■ STATED GOAL A:
According to the passage on capitalism and the biospheric crisis, in what year did the Club of Rome study put forward the Limits to Growth?

■ DOCUMENT EXTRACT:
------------------------------------------------------------------------
From a biospheric perspective, the relentless imperative of growth and acceleration is precisely the problem. The ecological limits of capital have been recognized and probed by a growing group of theorists and writers, including James O’Connor, Midnight Notes, Iain Boal and Retort, Eddie Yuan and Joel Kovel, to name a few. Even some global elites of capital have been worried about the inevitable Limits to Growth, as the study commissioned by the Club of Rome had put it in 1972. These limits are now arriving, and scientists warn us that a real hell is brewing. But it doesn’t seem to matter. Public attention, ever pulled and prodded, remains unfocused and confused, while time after time, the political process fails to confront and address this crisis – as the debacles of the Copenhagen Summit on Climate Change and more recently the Rio+20 Summit clearly show.
    
Two new disarticulations seem to be at work here: the growing gap between science and policymaking and an opening fissure between technocrats charged with planning and risk assessment and politicians bound to short-term election cycles. Rationally, the technocrats should address what is clearly a threat. But the conflicts between risk assessment and the pressures of quarterly earnings reports is already reflected in the divergent positions of the insurance industry and energy sector regarding global warming. But if the technocrats have been unable to bridge these fissures, the main reason is because the master logic strictly forbids it. Aside from the psychological factors that support inaction, we are paralyzed before the biospheric meltdown because acknowledging it calls into question the master logic itself. The solutions cannot be found within the given paradigm of growth and accumulation. The hard numbers, some of which I’ll review shortly, show that “green capitalism” and techno-fixes are rosy delusions.
     

Addressing the biospheric crisis would require a passage to a different social logic, one not based on ceaseless growth and the domination of nature. We need to rethink our "common sense" assumptions about quality of life and standards of living. But this rethinking must go beyond the menu of lifestyle choices on offer in the given consumerism – or, better, the given modernity. We need to work out new enjoyments, grounded in transformed experiences of time and place, and in transformed relations and ways of producing. Collective self-rescue entails changing our values, habits and material relations on a global scale. But the immense investments in the given social process, enforced by war machines, block any such transformation. Besides, haven’t all attempts so far to organize such a passage as an oppositional project failed, or at least been defeated? And yet, that, and nothing less, is what is required.
    
Whatever hope can be found in this impasse derives from the survival imperative. Biospheric meltdown will eventually teach even the most stubborn of us that capitalist modernity has become a terminal race to bottom. Can we stop racing?
------------------------------------------------------------------------
■ Rows from a point labeling set:
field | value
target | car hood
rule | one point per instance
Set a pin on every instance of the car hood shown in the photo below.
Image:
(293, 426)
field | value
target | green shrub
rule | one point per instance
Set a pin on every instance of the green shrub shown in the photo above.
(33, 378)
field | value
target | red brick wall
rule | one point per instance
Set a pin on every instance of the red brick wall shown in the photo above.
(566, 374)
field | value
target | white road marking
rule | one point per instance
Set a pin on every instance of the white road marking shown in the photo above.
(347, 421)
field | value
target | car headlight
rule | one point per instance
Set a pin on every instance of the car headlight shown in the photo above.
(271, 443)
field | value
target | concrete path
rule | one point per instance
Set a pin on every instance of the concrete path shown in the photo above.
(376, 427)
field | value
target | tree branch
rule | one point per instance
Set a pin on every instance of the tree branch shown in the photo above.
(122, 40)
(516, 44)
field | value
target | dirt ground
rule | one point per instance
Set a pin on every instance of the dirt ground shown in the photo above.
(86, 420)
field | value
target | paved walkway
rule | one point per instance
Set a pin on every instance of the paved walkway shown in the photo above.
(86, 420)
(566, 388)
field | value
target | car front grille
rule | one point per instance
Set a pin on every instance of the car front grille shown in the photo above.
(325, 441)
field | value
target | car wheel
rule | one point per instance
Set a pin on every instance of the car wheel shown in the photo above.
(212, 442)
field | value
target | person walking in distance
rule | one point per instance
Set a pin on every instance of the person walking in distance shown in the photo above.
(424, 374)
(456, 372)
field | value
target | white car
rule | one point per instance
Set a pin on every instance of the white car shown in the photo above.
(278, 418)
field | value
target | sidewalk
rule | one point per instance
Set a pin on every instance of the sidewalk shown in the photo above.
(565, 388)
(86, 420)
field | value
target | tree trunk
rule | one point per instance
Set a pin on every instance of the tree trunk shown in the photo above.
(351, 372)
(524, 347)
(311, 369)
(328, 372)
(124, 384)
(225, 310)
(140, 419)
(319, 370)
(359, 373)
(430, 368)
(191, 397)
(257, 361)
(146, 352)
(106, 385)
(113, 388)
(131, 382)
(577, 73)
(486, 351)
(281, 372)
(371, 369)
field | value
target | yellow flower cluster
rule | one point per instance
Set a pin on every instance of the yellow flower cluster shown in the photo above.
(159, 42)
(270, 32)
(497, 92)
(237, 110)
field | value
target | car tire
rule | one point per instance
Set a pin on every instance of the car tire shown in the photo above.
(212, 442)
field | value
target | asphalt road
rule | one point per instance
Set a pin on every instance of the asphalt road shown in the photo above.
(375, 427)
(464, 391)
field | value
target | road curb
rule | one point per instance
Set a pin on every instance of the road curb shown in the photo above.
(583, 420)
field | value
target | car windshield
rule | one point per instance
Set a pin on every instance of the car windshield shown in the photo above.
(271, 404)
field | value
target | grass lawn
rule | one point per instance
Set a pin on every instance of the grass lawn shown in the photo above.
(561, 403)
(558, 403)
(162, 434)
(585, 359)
------------------------------------------------------------------------
■ STATED GOAL B:
Pick out every line of the rows that contains the string "path", treating case as significant.

■ TASK RESULT A:
1972

■ TASK RESULT B:
target | concrete path
Set a pin on every instance of the concrete path shown in the photo above.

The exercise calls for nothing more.